§ **Passage to read**:

--- BEGIN ---

Then Playing — The Killer; Maestro; Poor Things

The Killer (David Fincher, 2023). Following the prestige passion project Mank, David Fincher returns to the sort of glossy pulp that seems to most stir his cinematic heart. The Killer focuses on a hitman (Michael Fassbender) whose previously perfect professional record is blemished by a failed job in Paris. The repercussions prove to be more problematic than a reduced rating. Metaphorical dominoes topple, which sends the hitman out on a course of bloody retribution. The material is thin as watered-down broth, which Fincher can only disguise so much with his customary images of pinpoint precision. The screenplay, credited to Fincher’s Seven collaborator Andrew Kevin Walker (and adapted from a French graphic novel series), is swamped by self-consciously cool voiceover narration that is wearyingly intrusive. Especially in the film’s earliest scenes, which find the hitman waiting in an abandoned office for his target to appear in the hotel room across the street, there’s a strong sense that it would have been a significant improvement had Fincher scrapped the narration altogether and leaned into his talent for purely visual storytelling. That could have been bold and gripping. Instead, The Killer is, more than anything, flatly dull.

--- END ---

§ **Stated goal A**:
Rewrite the paragraph of the review that begins "The Killer (David Fincher, 2023)" as a short bulleted list, keeping its main facts.
§ **Stated goal B**:
Summarize the review in exactly two sentences.

§ **Provided material**:

--- BEGIN ---

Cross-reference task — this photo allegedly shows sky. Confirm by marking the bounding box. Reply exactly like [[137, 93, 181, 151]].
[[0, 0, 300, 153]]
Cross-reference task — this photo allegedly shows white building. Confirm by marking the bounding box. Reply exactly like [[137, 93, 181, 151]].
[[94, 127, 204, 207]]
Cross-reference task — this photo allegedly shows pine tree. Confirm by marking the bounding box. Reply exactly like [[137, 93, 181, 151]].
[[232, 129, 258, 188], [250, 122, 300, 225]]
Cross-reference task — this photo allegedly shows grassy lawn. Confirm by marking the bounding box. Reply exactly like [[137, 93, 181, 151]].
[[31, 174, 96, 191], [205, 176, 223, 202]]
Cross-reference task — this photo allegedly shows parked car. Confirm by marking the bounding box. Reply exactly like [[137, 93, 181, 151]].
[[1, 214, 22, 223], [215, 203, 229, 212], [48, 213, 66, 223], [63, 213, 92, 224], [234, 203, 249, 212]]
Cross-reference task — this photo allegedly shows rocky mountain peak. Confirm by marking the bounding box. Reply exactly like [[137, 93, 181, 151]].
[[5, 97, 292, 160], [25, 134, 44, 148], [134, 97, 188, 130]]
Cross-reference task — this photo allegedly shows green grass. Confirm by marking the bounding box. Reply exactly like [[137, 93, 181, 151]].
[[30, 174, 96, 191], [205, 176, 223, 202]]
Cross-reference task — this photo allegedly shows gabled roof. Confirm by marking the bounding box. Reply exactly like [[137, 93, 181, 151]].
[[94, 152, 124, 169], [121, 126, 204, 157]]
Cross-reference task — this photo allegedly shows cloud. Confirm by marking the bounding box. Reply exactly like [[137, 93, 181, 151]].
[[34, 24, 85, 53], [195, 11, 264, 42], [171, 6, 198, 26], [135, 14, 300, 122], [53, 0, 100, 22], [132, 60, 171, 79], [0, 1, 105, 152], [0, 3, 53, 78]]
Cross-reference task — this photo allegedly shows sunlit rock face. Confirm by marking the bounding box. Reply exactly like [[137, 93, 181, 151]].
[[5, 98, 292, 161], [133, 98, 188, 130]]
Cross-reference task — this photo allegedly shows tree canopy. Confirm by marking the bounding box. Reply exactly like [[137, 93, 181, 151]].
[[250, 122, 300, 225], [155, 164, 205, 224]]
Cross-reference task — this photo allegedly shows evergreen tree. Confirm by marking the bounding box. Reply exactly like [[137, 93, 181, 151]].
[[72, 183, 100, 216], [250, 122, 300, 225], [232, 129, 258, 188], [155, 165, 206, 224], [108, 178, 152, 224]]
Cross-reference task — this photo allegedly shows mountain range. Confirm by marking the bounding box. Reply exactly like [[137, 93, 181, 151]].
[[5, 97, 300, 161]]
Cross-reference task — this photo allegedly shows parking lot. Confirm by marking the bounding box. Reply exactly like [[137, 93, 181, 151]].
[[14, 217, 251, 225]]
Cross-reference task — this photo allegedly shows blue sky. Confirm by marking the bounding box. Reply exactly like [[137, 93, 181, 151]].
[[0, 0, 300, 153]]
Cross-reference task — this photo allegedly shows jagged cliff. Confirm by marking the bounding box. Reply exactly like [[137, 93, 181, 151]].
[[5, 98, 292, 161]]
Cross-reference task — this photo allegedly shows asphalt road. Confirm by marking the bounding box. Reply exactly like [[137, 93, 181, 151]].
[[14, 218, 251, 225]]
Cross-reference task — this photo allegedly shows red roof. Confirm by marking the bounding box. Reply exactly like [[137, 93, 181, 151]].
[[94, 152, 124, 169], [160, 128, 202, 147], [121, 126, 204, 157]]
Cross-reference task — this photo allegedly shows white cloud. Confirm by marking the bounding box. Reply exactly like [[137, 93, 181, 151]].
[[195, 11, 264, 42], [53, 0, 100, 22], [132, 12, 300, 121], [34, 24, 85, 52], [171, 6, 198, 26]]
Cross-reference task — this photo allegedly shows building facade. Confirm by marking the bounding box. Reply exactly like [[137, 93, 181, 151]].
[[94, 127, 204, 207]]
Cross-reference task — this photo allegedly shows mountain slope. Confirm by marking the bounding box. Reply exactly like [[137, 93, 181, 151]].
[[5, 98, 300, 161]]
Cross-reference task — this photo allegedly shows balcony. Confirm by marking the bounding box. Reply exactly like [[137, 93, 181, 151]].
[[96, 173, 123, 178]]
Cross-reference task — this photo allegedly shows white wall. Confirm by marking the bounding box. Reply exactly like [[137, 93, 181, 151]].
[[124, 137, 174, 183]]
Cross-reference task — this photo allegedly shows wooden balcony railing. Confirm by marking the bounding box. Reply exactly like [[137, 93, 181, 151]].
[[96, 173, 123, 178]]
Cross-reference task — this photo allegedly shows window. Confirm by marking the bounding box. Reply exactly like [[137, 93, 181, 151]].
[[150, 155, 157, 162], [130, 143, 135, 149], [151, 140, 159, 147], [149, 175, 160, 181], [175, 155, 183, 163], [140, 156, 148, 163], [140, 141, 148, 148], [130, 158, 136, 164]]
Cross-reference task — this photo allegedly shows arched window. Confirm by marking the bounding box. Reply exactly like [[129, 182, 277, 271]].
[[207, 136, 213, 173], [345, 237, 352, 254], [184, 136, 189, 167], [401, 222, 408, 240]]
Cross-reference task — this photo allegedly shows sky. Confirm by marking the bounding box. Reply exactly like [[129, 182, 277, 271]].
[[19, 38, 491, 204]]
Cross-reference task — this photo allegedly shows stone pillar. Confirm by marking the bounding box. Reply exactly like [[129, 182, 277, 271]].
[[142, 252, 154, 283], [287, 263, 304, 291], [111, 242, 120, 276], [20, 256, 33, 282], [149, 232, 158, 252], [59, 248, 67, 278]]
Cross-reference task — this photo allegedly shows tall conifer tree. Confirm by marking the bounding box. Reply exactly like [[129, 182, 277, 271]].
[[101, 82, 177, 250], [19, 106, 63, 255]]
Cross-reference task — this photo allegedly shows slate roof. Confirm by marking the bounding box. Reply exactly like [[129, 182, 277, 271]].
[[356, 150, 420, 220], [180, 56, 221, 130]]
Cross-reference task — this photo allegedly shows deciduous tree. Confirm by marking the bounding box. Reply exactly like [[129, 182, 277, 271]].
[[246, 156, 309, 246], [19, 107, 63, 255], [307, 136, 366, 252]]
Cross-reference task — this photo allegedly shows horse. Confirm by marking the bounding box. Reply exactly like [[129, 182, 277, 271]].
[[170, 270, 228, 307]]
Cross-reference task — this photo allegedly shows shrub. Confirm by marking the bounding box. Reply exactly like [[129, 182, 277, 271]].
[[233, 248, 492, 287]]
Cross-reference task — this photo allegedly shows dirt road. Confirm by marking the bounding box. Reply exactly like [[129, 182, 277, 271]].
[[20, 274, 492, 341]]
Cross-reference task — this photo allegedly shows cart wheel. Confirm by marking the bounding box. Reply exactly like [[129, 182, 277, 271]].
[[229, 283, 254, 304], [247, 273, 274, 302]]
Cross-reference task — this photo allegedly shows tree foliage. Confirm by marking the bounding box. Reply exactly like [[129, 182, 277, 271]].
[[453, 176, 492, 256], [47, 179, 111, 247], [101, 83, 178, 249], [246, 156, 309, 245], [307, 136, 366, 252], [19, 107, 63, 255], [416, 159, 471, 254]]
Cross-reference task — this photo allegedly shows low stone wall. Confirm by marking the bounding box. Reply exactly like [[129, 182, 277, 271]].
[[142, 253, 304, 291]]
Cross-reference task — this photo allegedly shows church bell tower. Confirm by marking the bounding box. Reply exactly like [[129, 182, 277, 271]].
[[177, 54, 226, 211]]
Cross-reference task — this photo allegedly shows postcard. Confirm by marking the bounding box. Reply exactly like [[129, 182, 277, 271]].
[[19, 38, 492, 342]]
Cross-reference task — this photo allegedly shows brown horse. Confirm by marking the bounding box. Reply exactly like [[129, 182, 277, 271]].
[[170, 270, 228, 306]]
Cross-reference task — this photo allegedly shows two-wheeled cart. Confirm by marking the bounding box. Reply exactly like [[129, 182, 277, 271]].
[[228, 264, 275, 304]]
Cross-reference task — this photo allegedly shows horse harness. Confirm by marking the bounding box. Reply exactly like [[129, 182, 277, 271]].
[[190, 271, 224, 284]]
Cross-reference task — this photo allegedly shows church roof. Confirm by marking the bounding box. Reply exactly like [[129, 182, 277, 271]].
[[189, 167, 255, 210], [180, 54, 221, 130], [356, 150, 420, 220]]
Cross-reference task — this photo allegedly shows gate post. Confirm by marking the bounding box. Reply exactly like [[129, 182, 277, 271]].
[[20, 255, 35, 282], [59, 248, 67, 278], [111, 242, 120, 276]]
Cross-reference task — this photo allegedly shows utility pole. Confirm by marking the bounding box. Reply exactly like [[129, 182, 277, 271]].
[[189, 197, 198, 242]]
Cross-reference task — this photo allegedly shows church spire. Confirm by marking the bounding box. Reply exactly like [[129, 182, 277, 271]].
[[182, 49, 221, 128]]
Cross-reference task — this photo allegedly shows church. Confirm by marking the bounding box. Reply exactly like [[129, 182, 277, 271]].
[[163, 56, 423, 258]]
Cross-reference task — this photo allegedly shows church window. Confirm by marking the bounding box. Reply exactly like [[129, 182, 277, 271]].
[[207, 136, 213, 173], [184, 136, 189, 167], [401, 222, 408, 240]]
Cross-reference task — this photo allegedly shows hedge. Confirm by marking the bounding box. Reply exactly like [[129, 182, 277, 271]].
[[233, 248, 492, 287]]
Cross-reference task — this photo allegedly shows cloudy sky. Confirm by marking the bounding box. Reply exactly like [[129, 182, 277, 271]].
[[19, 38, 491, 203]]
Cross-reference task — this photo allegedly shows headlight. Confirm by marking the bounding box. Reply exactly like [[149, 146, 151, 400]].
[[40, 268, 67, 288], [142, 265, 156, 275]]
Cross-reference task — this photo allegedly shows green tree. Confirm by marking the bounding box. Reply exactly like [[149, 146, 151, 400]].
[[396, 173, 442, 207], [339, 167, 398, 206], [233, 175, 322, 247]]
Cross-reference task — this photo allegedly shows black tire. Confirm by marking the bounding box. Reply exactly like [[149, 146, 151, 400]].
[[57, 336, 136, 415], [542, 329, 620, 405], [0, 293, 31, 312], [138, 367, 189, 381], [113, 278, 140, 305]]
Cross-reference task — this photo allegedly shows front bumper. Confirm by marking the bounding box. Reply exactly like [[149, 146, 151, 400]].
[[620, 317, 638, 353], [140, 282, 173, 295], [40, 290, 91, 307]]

--- END ---

§ **Exercise output A**:
- After Mank, David Fincher returns to glossy pulp with The Killer (2023).
- A hitman (Michael Fassbender) with a perfect record fails a job in Paris, and the fallout sends him on a course of bloody retribution.
- The material is thin, and Fincher's precise images can only disguise that so much.
- The screenplay by Andrew Kevin Walker, adapted from a French graphic novel series, is weighed down by intrusive, self-consciously cool voiceover.
- Dropping the narration in favor of purely visual storytelling, especially in the opening stakeout scenes, could have made the film bold and gripping.
- Instead, the film is flatly dull.

§ **Exercise output B**:
In The Killer, David Fincher follows a hitman whose failed job in Paris leads to a course of bloody retribution, but the material is thin, and his precise images can only partly hide that. The intrusive voiceover narration in Andrew Kevin Walker's screenplay drags the film down, and the reviewer finds it flatly dull rather than the bold, visual work it could have been.